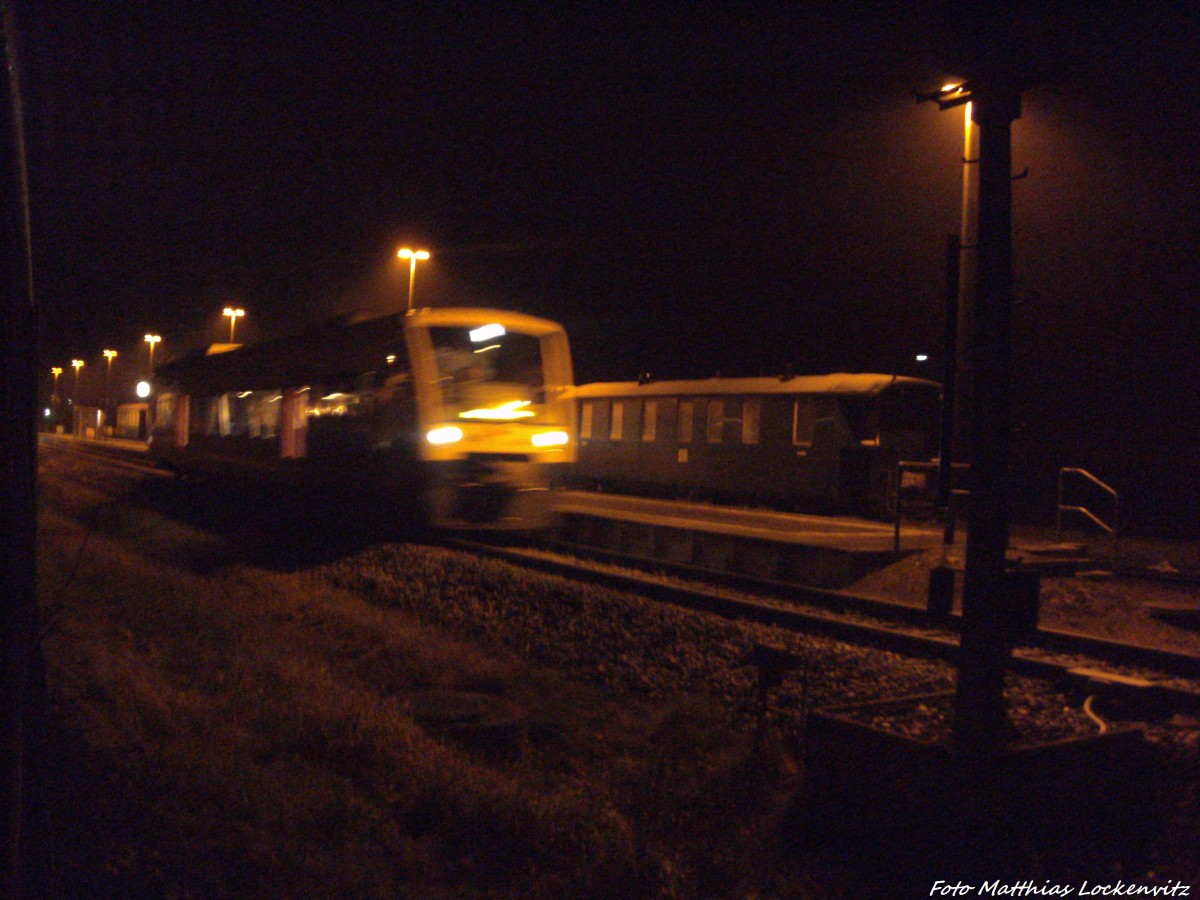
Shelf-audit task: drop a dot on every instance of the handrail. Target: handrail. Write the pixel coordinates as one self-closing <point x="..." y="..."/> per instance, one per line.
<point x="1111" y="529"/>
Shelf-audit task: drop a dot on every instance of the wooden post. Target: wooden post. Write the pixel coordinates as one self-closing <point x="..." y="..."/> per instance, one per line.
<point x="22" y="696"/>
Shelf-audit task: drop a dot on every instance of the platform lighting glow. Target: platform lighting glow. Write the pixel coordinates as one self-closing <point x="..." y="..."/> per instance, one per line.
<point x="513" y="409"/>
<point x="445" y="435"/>
<point x="486" y="333"/>
<point x="550" y="438"/>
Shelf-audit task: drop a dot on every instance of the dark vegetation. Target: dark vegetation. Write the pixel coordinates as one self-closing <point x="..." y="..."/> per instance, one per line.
<point x="239" y="714"/>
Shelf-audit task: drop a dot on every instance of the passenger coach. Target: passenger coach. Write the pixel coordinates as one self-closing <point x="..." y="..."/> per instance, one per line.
<point x="822" y="443"/>
<point x="459" y="417"/>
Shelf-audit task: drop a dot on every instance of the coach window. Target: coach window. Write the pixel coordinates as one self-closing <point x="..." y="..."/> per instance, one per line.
<point x="715" y="420"/>
<point x="804" y="415"/>
<point x="687" y="413"/>
<point x="651" y="420"/>
<point x="751" y="414"/>
<point x="586" y="420"/>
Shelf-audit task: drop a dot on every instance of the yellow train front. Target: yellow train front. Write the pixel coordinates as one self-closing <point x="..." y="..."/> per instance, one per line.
···
> [Do this]:
Rewrite the stretch from the line containing "Shelf-audit task: drop a dot on every instance of the passenger" through the end of the records, replacing "coach window" with "carriage window" and leaving everything else unchanged. Return only those lines.

> [Right answer]:
Shelf-audit task: drop a dot on every instance of the passenger coach. Target: passenger coach. Write the pixel coordinates as one self-closing <point x="..." y="..."/> per instance, one per line.
<point x="822" y="443"/>
<point x="459" y="417"/>
Shelf-audit task: drop a dot on every instance of the carriage window. Target: carriage window. Write the pixel coordinates as one self-closing <point x="..." y="..."/> per instance, one per line.
<point x="715" y="420"/>
<point x="804" y="415"/>
<point x="687" y="413"/>
<point x="651" y="420"/>
<point x="751" y="414"/>
<point x="586" y="420"/>
Shelf-audit task: drop a dot on every instance of the yellow train front. Target: yellow train front. Write the pixel coordinates as one self-closing <point x="..." y="..."/> per instance, one per line.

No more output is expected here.